Among the entries, which lines carry the string "target"? Copy every one.

## INPUT MATERIAL
== Segment start ==

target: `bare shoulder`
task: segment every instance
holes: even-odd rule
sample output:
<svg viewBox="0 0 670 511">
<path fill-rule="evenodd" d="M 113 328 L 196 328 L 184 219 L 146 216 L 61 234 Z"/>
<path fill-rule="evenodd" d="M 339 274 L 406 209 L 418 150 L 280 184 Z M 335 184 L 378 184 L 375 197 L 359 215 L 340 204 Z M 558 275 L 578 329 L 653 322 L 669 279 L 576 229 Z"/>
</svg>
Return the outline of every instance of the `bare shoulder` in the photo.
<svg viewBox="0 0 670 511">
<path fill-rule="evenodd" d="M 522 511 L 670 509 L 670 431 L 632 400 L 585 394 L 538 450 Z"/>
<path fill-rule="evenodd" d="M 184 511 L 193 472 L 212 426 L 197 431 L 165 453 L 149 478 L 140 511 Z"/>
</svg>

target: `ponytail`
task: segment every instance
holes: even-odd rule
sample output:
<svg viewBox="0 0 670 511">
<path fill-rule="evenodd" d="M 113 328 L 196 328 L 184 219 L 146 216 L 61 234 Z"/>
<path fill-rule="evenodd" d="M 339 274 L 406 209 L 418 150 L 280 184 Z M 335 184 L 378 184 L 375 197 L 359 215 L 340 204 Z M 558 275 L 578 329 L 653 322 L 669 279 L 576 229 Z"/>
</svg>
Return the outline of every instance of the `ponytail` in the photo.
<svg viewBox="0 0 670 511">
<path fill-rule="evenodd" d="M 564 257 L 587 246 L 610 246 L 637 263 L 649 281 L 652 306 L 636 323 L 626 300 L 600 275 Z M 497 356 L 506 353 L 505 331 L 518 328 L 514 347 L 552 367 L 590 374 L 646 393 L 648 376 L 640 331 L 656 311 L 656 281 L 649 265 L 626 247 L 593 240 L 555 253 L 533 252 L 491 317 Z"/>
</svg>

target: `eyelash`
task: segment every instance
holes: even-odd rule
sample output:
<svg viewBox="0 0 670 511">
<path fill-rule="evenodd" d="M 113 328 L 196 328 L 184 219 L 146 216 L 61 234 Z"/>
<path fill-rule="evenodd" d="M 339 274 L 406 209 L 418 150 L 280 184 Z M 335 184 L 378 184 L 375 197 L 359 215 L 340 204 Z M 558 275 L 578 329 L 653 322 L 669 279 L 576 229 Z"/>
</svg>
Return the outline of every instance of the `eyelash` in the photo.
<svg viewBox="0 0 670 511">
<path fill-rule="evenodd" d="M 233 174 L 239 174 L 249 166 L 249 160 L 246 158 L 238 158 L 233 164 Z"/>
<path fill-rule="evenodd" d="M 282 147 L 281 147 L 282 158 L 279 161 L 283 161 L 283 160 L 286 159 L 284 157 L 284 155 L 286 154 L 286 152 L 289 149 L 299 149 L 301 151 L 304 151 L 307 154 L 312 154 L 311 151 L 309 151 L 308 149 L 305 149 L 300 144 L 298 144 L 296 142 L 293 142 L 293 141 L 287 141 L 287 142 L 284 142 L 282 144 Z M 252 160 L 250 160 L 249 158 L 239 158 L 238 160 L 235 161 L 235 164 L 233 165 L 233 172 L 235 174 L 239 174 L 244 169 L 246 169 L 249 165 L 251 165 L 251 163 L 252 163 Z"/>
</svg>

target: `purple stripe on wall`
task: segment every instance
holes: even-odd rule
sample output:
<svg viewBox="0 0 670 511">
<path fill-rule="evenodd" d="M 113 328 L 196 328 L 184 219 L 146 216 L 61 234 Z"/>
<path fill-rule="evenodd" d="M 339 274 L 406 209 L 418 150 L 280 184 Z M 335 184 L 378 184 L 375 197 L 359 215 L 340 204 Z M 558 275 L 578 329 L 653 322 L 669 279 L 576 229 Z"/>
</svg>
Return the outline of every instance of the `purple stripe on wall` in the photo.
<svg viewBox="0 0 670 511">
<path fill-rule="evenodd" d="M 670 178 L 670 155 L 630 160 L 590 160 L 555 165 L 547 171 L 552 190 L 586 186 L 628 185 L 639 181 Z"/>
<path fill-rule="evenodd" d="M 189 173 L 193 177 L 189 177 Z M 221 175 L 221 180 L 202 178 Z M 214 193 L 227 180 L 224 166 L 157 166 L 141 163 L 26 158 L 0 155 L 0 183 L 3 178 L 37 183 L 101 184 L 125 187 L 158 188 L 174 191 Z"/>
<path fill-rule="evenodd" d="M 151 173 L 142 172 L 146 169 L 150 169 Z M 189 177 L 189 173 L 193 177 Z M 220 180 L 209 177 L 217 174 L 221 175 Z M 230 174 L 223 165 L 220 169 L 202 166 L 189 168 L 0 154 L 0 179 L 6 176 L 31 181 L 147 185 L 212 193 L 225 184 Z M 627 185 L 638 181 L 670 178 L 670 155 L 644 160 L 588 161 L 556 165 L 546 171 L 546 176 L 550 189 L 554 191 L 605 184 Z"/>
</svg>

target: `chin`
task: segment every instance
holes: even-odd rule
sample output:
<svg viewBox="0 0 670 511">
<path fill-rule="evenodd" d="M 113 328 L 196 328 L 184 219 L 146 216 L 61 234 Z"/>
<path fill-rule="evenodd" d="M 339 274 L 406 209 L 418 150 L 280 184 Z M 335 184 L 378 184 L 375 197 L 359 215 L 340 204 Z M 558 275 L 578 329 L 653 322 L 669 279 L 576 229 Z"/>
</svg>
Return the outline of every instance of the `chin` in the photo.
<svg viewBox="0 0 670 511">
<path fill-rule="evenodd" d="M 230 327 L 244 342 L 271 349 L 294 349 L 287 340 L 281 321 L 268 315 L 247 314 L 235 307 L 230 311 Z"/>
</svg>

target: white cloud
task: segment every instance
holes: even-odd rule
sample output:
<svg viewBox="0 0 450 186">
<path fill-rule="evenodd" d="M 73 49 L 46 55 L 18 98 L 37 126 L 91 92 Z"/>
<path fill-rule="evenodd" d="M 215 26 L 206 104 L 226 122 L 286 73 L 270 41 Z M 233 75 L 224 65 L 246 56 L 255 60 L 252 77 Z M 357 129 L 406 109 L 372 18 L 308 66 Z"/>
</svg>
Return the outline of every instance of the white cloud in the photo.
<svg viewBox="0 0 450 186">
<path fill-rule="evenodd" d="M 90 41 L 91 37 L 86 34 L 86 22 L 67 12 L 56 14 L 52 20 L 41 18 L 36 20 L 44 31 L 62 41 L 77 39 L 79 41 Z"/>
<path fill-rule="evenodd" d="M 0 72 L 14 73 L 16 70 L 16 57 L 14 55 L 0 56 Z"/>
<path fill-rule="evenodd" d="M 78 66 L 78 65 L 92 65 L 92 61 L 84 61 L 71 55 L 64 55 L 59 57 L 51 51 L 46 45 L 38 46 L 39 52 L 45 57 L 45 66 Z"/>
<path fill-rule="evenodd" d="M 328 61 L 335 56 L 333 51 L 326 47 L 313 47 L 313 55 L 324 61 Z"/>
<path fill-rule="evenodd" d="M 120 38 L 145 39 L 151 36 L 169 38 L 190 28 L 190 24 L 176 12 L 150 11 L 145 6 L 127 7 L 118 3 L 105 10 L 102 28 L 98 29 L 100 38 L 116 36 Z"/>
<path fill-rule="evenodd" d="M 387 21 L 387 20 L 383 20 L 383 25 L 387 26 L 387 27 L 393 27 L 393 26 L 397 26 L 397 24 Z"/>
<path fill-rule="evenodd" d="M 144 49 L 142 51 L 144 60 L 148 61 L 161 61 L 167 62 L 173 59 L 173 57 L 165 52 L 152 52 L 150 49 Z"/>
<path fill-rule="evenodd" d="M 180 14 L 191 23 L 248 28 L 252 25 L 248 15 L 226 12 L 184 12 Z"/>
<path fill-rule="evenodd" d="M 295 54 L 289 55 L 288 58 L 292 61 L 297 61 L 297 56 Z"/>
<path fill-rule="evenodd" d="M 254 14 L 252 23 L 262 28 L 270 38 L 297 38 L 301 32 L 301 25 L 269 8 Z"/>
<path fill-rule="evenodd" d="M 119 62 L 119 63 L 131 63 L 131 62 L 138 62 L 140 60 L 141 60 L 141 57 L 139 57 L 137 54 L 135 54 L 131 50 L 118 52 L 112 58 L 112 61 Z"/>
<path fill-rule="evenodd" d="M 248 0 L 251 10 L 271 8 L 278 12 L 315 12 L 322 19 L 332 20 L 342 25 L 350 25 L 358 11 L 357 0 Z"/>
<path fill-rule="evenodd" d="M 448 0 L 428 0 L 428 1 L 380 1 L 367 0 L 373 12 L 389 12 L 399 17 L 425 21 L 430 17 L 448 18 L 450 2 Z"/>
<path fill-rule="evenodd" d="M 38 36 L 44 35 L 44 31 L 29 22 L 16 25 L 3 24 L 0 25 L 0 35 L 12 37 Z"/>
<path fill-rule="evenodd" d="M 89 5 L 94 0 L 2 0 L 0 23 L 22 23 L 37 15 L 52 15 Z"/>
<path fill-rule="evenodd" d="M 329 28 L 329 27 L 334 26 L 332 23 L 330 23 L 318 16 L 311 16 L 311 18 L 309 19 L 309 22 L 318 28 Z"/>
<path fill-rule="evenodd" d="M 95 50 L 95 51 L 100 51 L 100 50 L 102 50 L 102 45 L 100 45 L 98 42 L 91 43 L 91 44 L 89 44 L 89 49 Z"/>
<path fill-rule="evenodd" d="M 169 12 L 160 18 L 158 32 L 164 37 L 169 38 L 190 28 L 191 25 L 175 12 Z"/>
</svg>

== Segment end ==

## SOLUTION TO THE PROBLEM
target: `bare shoulder`
target: `ponytail`
target: `eyelash`
target: `purple stripe on wall`
target: `chin`
target: white cloud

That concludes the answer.